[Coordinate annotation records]
=-=-=
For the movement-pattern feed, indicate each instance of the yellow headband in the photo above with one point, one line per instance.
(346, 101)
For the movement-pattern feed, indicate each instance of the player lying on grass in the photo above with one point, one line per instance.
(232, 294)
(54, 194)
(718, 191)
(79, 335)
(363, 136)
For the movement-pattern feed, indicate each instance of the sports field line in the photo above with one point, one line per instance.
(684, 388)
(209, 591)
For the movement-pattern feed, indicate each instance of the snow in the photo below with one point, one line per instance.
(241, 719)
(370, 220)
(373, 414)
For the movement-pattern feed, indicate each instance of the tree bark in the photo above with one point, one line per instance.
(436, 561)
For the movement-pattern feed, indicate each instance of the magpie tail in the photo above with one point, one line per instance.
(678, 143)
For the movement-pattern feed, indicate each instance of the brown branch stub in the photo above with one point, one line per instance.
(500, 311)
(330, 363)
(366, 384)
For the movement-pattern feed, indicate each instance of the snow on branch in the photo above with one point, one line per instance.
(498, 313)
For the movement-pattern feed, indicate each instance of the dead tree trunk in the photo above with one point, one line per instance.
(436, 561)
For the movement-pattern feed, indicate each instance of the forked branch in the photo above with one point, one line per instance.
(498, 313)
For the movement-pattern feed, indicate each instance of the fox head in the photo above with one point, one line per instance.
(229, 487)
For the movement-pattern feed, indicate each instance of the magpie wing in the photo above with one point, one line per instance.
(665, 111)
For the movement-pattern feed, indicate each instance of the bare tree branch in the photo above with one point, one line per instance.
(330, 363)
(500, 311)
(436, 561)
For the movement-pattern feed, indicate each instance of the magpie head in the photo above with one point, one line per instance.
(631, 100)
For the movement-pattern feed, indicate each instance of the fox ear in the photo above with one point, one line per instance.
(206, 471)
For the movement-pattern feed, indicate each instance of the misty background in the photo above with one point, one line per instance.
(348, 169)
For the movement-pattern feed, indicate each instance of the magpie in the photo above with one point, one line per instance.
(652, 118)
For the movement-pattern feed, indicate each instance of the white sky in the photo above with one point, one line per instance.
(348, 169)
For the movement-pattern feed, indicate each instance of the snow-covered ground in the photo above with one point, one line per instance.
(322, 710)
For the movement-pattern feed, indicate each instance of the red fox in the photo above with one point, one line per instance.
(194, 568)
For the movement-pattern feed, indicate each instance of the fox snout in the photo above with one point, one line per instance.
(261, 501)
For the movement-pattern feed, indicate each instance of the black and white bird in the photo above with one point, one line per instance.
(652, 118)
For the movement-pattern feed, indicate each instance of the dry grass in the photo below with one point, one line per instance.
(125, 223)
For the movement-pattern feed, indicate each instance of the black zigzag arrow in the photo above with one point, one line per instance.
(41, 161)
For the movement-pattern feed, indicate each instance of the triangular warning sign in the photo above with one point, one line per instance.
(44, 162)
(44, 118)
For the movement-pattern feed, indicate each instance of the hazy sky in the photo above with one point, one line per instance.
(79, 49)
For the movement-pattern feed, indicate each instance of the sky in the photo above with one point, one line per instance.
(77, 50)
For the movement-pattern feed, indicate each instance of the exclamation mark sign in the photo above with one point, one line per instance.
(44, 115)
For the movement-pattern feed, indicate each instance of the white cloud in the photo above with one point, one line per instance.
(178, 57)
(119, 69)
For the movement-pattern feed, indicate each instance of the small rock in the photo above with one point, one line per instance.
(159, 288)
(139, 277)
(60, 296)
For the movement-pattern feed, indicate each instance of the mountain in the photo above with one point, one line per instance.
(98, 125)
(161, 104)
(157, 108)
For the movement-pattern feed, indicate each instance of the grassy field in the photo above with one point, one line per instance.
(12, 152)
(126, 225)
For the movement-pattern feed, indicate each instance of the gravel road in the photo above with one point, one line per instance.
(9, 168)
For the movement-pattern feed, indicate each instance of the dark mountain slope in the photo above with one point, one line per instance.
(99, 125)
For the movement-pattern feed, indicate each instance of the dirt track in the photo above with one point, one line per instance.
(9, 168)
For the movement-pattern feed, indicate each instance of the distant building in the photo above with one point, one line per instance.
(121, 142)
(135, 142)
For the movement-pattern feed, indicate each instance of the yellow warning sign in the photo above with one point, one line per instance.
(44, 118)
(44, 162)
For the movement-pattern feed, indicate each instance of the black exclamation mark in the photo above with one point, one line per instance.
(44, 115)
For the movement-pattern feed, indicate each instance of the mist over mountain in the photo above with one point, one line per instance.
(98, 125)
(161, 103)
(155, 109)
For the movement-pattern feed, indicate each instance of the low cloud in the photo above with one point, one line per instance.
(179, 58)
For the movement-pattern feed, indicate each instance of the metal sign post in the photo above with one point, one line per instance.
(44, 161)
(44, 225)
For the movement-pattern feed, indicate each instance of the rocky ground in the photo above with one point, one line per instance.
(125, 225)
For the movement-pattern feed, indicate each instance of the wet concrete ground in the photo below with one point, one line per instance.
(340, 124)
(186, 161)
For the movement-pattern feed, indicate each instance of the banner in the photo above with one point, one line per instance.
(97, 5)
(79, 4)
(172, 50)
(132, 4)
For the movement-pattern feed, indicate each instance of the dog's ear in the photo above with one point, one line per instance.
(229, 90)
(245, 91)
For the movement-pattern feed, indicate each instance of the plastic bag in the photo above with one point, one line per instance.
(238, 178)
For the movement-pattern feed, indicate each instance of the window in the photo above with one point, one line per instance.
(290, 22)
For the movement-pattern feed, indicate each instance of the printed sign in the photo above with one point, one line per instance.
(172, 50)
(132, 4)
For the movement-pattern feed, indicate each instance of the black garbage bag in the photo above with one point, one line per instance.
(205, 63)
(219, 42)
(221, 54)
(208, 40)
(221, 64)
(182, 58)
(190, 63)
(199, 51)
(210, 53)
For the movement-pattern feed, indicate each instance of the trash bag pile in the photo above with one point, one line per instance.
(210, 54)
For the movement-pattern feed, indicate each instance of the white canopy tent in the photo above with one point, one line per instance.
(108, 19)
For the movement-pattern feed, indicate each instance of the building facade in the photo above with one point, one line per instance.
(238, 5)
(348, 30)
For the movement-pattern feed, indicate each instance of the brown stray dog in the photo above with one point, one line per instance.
=-=-=
Required work
Each entry above is to be set down again in exactly the same words.

Complete output
For the movement-pattern feed, indicate each instance of the yellow headband in the photo above with one point, one line per instance.
(346, 101)
For the movement-pattern feed, indicate each instance of the player lying on grass in the photo above with one point, one line per instance.
(232, 294)
(54, 194)
(718, 191)
(79, 335)
(363, 136)
For the movement-pattern feed, indicate each instance of the sports field line in the photo above with one point, one line per instance.
(684, 388)
(209, 591)
For the movement-pattern feed, indicate each instance of the snow in the photo below with one point, one line per instance.
(241, 719)
(370, 220)
(373, 414)
For the movement-pattern feed, indicate each instance of the tree bark in the photo above with one point, one line per instance.
(436, 561)
For the movement-pattern feed, indicate each instance of the magpie tail in the photo above with one point, one line per instance.
(678, 143)
For the movement-pattern feed, indicate each instance of the brown branch stub in the photo above with one point, one line per instance.
(500, 311)
(330, 363)
(366, 384)
For the movement-pattern feed, indicate each instance of the snow on branch in the photo above with one point, one line per instance.
(498, 313)
For the movement-pattern feed, indicate each instance of the dead tree trunk in the photo above with one point, one line per instance.
(436, 561)
For the movement-pattern feed, indicate each instance of the forked branch in the photo above with one point, one line per instance.
(498, 313)
For the movement-pattern feed, indicate each instance of the fox head in the photo above with one point, one line per instance.
(229, 487)
For the movement-pattern feed, indicate each instance of the magpie wing in the photo above with one point, one line per instance.
(665, 111)
For the movement-pattern feed, indicate each instance of the bare tree branch in the photo above with one point, one line per instance.
(330, 363)
(500, 311)
(436, 561)
For the movement-pattern feed, indicate each instance of the magpie head in the photo above with one point, one line per instance.
(631, 100)
For the movement-pattern feed, indicate each instance of the fox ear in the photo above with one point, one line per instance.
(206, 471)
For the movement-pattern feed, indicate each instance of the misty background in the photo above with one point, one line per instance.
(348, 169)
For the movement-pattern feed, indicate each instance of the magpie in the photo above with one point, one line per instance.
(652, 118)
For the movement-pattern feed, indicate each instance of the white sky in the photo above with one point, one line per instance.
(348, 169)
For the movement-pattern feed, indicate each instance of the snow-covered ground in the photo above with one point, one line per instance.
(322, 710)
For the movement-pattern feed, indicate each instance of the red fox in the photo above with one point, one line per instance.
(194, 568)
For the movement-pattern feed, indicate each instance of the fox snout in the photo above with one point, one line per instance.
(261, 501)
For the movement-pattern feed, indicate each instance of the black and white bird in the photo above with one point, one line per instance.
(652, 118)
For the movement-pattern feed, indicate each instance of the dry grass in the photo below with one point, one line per instance.
(125, 223)
For the movement-pattern feed, indicate each instance of the black zigzag arrow in the photo above with one point, one line per instance.
(41, 161)
For the movement-pattern feed, indicate each instance of the triangular warning sign in the photo above with one point, one line per instance.
(44, 162)
(44, 118)
For the movement-pattern feed, indicate each instance of the hazy sky in the photo above with one point, one line per instance.
(79, 49)
For the movement-pattern feed, indicate each instance of the sky in the photo above with one point, one line per instance.
(77, 50)
For the movement-pattern feed, indicate each instance of the exclamation mark sign in the photo above with one point, one line per instance.
(44, 115)
For the movement-pattern feed, indicate each instance of the white cloud in the photo above with one point, one line per instance.
(178, 57)
(119, 69)
For the movement-pattern feed, indicate each instance of the small rock in the photo above with one point, one line per instance.
(159, 288)
(139, 277)
(60, 296)
For the movement-pattern feed, indicate each instance of the mountain in the photo above with one point, one line per instance.
(98, 125)
(161, 104)
(157, 108)
For the movement-pattern feed, indicate each instance of the grassy field in the photo above with one point, one line per instance.
(12, 152)
(126, 225)
For the movement-pattern feed, indicate each instance of the gravel road in the photo above with one point, one line per instance.
(9, 168)
For the movement-pattern feed, indicate each instance of the dark mountain slope in the photo above with one point, one line per instance.
(99, 125)
For the movement-pattern feed, indicate each instance of the dirt track in the photo above with one point, one line per instance.
(9, 168)
For the movement-pattern feed, indicate each instance of the distant building in the photo above with one point, one line per instance.
(121, 142)
(135, 142)
For the movement-pattern feed, indicate each instance of the yellow warning sign in the photo above with one point, one line per instance.
(44, 118)
(44, 162)
For the movement-pattern feed, indicate each instance of the black exclamation mark in the photo above with one point, one line per instance.
(44, 115)
For the movement-pattern feed, indicate each instance of the mist over mountain in the photo above with one point, one line per instance.
(98, 125)
(161, 103)
(155, 109)
For the movement-pattern feed, indicate each instance of the low cloud in the photo above with one point, one line per instance.
(179, 58)
For the movement-pattern feed, indicate each instance of the metal sign post in the photo above with one point, one line per instance.
(44, 161)
(44, 225)
For the movement-pattern feed, indicate each instance of the rocky ground in the photo above with one point, one line per instance.
(125, 225)
For the movement-pattern feed, indicate each instance of the wet concrete ground in the photo below with one point, one line per instance.
(340, 124)
(186, 161)
For the movement-pattern feed, indicate each instance of the banner in the photo above with one point, one line per instance.
(97, 5)
(79, 4)
(172, 50)
(132, 4)
For the movement-pattern feed, indicate each instance of the dog's ear in the photo above with one point, one line per instance.
(229, 90)
(245, 91)
For the movement-pattern feed, indicate each instance of the plastic bag in the photo above with one point, one line per instance.
(238, 178)
For the movement-pattern feed, indicate each instance of the window in the photo above with one point, one line per instance.
(290, 22)
For the movement-pattern feed, indicate each instance of the printed sign in the photo above with one point, one line per instance.
(172, 50)
(132, 4)
For the movement-pattern feed, indicate each instance of the black garbage bag in the photo above with one point, one line per instance.
(205, 63)
(219, 42)
(221, 54)
(208, 40)
(221, 64)
(182, 58)
(190, 63)
(199, 51)
(210, 53)
For the movement-pattern feed, indicate each instance of the trash bag pile in the photo above with one point, one line per instance.
(210, 54)
For the movement-pattern feed, indicate each instance of the white canopy tent in the photo above with one point, one line per instance.
(108, 19)
For the movement-pattern feed, indicate each instance of the building facade in the photo above with one point, one line per instance.
(238, 5)
(348, 30)
For the movement-pattern feed, indicate each instance of the brown stray dog in the photo above with one point, one line per instance.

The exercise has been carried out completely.